**Exercise task:** Count how many lines in the records below contain the word "coordinates". Reply with that number alone.
** start **
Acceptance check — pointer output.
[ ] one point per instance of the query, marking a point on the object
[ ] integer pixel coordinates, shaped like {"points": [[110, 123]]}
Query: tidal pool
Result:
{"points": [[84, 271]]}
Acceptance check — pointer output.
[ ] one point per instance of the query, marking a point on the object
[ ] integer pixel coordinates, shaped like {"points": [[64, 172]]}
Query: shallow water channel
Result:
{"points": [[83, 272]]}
** end **
** start **
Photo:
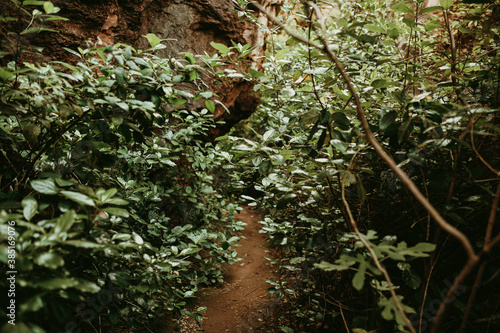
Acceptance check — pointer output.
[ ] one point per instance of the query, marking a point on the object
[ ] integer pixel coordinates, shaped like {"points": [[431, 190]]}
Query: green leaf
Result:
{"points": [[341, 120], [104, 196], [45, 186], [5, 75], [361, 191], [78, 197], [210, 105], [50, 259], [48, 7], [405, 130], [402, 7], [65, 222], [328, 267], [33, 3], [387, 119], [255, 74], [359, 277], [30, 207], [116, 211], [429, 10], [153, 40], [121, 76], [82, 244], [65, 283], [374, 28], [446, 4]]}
** end **
**Exercise response:** 3